[Required task] Reproduce verbatim the lines below, starting at the line containing "Check the picture above for any metal" and ending at the last line, with both ends included. Leave the pictures out of your answer.

Dataset entries:
╔══

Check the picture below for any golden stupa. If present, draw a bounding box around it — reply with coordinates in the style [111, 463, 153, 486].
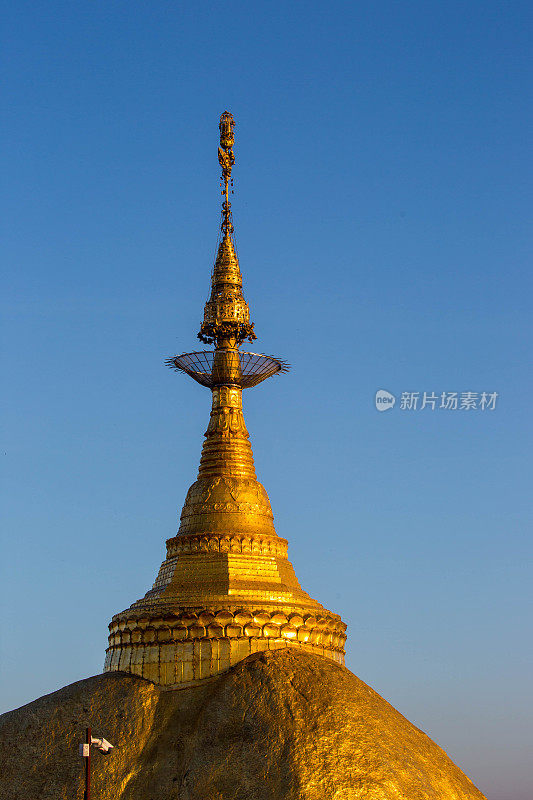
[104, 111, 346, 686]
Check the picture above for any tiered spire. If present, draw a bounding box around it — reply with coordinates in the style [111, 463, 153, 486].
[105, 111, 346, 686]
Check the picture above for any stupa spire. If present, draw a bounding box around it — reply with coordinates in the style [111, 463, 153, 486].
[104, 111, 346, 686]
[198, 111, 257, 348]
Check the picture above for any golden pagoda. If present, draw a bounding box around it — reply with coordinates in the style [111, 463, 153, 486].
[104, 111, 346, 686]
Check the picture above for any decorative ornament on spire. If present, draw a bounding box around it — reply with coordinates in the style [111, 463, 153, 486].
[198, 111, 257, 349]
[105, 111, 346, 688]
[218, 111, 235, 236]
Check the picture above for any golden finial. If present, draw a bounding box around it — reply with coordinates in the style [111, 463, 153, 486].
[218, 111, 235, 236]
[198, 111, 257, 349]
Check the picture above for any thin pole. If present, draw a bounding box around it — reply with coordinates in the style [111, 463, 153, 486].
[83, 728, 91, 800]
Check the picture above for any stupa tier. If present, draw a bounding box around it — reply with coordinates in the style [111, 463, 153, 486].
[104, 112, 346, 686]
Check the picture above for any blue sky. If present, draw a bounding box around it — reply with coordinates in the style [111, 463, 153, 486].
[1, 1, 533, 800]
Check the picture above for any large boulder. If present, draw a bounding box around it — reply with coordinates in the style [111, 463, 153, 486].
[0, 649, 483, 800]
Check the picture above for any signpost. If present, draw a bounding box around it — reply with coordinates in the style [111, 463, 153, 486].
[80, 727, 113, 800]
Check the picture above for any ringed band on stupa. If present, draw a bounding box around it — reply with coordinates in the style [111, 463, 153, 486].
[104, 111, 346, 686]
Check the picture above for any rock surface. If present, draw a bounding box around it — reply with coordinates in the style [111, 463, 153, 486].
[0, 649, 483, 800]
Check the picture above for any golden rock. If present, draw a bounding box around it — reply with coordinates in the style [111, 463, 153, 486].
[0, 649, 483, 800]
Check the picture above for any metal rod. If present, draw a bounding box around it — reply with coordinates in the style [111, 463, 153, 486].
[83, 728, 91, 800]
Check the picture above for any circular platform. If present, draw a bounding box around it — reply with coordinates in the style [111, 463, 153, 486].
[165, 350, 289, 389]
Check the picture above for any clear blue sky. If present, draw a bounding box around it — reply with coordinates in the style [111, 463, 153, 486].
[1, 0, 533, 800]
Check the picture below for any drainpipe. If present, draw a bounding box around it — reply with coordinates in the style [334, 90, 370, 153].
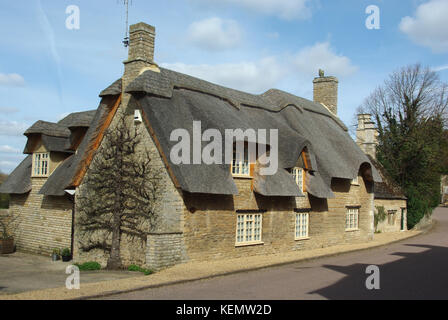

╚══

[Full output]
Check the picture above for any metal rod. If present, draw a bounding box around it — reply with coordinates in the style [111, 463, 153, 486].
[83, 728, 91, 800]
Check the picture above for any circular platform. If present, draw a bounding box around it — reply with coordinates in the style [111, 463, 153, 486].
[165, 350, 289, 389]
Check the picture above for any clear blue sky. If present, draw a bounding box around it — reply with coordinates in the style [111, 463, 153, 486].
[1, 0, 533, 800]
Check the picture below for any drainpipe. If present, draw a bounding box around it — reply with coordinates in the style [334, 90, 370, 153].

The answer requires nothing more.